* Document segment

# Armee vs. Heer (discussion in English)



## Strzykafka

What is the difference between "Armee" and "Heer"?

Both mean "army." I don't know German at all, so please be easy on me.


----------



## Schimmelreiter

Strzykafka said:


> Both mean "army"


They don't.

*Armee *means _armed forces/Streitkräfte.
_*Heer *means _army/*land* forces/_*Land*_streitkräfte__.

_An *Armee *consists of _Teilstreitkräfte/armed services_, i.e. the _*Heer*/army _and the _Luftwaffe/air force. _If the respective country doesn't happen to be as land-locked as mine was made in 1918 , it's also got a _Marine/navy.

__Branches_, instead of _armed services_, is used by those unaware of the fact that _branches/Waffengattungen_ are in fact parts of an _armed service/Teilstreitkraft_. 

In the _Teilstreitkraft/armed service _known as _Heer/army_, for instance, there are such _branches__/Waffengattungen _as the _infantry_, _armour_, _artillery_ and the _engineer branch. 

_In Her Britannic Majesty's armed forces, _branches_ are referred to as _corps_, such as, in the army, the _Royal Corps of Artillery_, not to be confused with _corps _denoting a unit of a certain size (cf. _division_).

* Extracted material
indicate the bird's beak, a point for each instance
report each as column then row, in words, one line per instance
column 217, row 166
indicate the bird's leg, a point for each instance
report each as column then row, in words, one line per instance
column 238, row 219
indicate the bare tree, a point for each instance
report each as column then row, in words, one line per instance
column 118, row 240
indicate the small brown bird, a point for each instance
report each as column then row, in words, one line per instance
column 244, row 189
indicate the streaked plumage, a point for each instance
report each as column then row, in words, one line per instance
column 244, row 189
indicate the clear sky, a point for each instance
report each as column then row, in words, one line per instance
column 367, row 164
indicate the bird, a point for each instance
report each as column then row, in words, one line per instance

* Exercise task
Translate this sentence from the forum thread about "Armee" and "Heer" into French: "I don't know German at all, so please be easy on me."

* The output
Je ne connais pas du tout l'allemand, alors soyez indulgents avec moi, s'il vous plaît.